Pass vaccinal : les commerçants peuvent-ils vraiment exiger de leurs clients une pièce d'identité ?
Selon le Conseil constitutionnel, seules les forces de l'ordre peuvent exiger la présentation d'un document d'identité pour vérifier que le pass sanitaire est bien celui du client qui le présente, mais une phrase inscrite dans le projet de loi adopté jeudi laisse planer le doute.
C'est une petite phrase dans le projet de loi sur le pass sanitaire adopté par l'Assemblée nationale jeudi 6 janvier à l'aube : dans les lieux où il est exigé, par exemple au restaurant, ou au cinéma, "il peut être exigé, en cas de doute sur ces documents, la présentation d’un document officiel d’identité". Le projet de loi doit encore être examiné au Sénat en début de semaine prochaine et le calendrier initial du gouvernement, qui prévoyait une entrée en vigueur le 15 janvier, semble difficile à tenir. Mais la formulation, en l'état, sème le doute.
On ne connaît pas encore le cadre précis dans lequel cette proposition s'inscrit, mais elle signifie en l'état qu'un commerçant pourra demander une carte d’identité ou un passeport pour vérifier que le nom inscrit sur le QR code correspond bien à celui de son client. L'objectif du gouvernement est d'empêcher les fraudes au pass vaccinal. Le ministre de l'Intérieur avançait fin décembre le chiffre de 182 000 fraudes au pass sanitaire, liées notamment à des usurpations d'identité. Sauf que jusqu'à présent, seuls les forces de l'ordre pouvaient réaliser des contrôles d'identité pour vérifier les pass.
C'est un principe qu'a rappelé le Conseil constitutionnel l'été dernier : les commerçants et gérants de lieux soumis au pass sanitaire peuvent, en substance, contrôler que leurs clients ont bien un pass sanitaire valide dans leur poche ou sur leur téléphone. Par contre, seules les forces de l'ordre peuvent exiger la présentation d'un document d'identité pour vérifier que le pass est bien celui du client.

Entrées répertoriées:
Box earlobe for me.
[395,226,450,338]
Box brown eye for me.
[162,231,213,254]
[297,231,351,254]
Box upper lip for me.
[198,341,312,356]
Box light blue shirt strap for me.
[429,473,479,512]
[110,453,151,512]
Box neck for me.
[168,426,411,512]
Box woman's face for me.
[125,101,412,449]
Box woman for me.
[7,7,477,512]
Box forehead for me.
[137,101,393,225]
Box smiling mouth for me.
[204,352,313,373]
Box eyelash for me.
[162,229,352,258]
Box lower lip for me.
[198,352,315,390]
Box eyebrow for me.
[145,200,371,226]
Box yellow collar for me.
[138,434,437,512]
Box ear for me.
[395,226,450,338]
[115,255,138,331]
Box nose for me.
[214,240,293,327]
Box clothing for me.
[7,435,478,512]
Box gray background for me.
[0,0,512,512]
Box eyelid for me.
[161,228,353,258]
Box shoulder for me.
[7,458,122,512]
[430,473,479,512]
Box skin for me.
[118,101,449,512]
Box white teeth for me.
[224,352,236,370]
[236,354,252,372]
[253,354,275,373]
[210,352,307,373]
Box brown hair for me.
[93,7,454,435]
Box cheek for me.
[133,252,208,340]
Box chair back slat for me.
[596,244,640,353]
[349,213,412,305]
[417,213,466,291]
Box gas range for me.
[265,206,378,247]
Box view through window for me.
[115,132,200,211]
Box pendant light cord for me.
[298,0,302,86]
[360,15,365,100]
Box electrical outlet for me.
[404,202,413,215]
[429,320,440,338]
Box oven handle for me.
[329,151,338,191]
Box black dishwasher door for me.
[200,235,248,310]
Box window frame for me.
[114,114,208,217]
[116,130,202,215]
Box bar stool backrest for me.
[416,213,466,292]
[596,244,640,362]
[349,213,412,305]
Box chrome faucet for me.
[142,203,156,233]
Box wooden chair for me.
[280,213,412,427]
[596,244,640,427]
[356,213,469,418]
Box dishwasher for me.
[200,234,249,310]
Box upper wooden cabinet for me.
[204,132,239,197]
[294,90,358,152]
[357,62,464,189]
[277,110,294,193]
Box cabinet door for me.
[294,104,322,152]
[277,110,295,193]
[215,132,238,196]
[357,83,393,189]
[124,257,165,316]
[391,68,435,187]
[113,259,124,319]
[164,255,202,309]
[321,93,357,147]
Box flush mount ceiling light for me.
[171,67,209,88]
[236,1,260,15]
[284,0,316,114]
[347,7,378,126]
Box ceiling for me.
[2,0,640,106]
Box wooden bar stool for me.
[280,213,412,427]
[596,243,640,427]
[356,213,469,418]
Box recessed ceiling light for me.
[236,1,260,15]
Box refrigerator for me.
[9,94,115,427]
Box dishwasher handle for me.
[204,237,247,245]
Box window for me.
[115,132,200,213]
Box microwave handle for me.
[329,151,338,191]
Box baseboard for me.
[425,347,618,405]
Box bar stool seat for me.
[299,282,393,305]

Tâches à réaliser:
**A)** Résumez en deux phrases le texte sur le pass vaccinal et le contrôle d'identité.
**B)** Prolongez le texte sur le pass vaccinal et le contrôle d'identité au-delà de son dernier paragraphe.
Les entrées constituent un matériau indépendant du texte.

Réponses par tâche:
**A)** Le projet de loi sur le pass sanitaire adopté par l'Assemblée nationale le 6 janvier prévoit que, en cas de doute, la présentation d'un document officiel d'identité puisse être exigée dans les lieux soumis au pass. Un commerçant pourrait ainsi vérifier que le nom du QR code correspond à celui de son client afin d'empêcher les fraudes, alors que le Conseil constitutionnel a rappelé que seules les forces de l'ordre peuvent exiger un document d'identité pour vérifier le pass.

**B)**
Un buraliste peut déjà exiger une pièce d'identité
Dès lors, comment le gouvernement justifie de changer la donne pour le pass vaccinal ? "Il y a le contrôle d'identité qui relève uniquement des forces de police et de gendarmerie, indique à cet égard le Premier ministre Jean Castex jeudi 6 janvier. Et puis il y a la vérification d'identité : quand vous payez par chèque, on vous demande votre pièce d'identité. Ce que je veux vous dire c'est que ce n'est pas nouveau de faire ces contrôles d'identité..." "Et on fait confiance !, ajoute le chef des députés LREM Christophe Castaner. On fait confiance à celui qui a la responsabilité de contrôler la minorité d'un jeune homme ou d'une jeune femme qui vient dans son bar : il a déjà cette capacité."
En effet, il existe dans le droit français certains cas où il est obligatoire de prouver son identité à des personnes qui ne sont pas des policiers et des gendarmes. Ainsi, un buraliste peut exiger une carte d'identité pour être sûr de vendre ses cigarettes uniquement à des personnes majeures. Idem, dans les bars pour la vente d'alcool, comme l'impose le Code de la santé publique. Ou encore pour entrer dans un casino, comme l'impose de son côté le Code de la sécurité intérieure. Les commerçants doivent aussi demander une preuve d'identité avant d'accepter les chèques pour éviter les fraudes, comme l'impose aussi le Code monétaire. Juridiquement, il ne s'agit donc pas d'un contrôle d'identité mais d'une vérification, à laquelle il est possible de s'opposer.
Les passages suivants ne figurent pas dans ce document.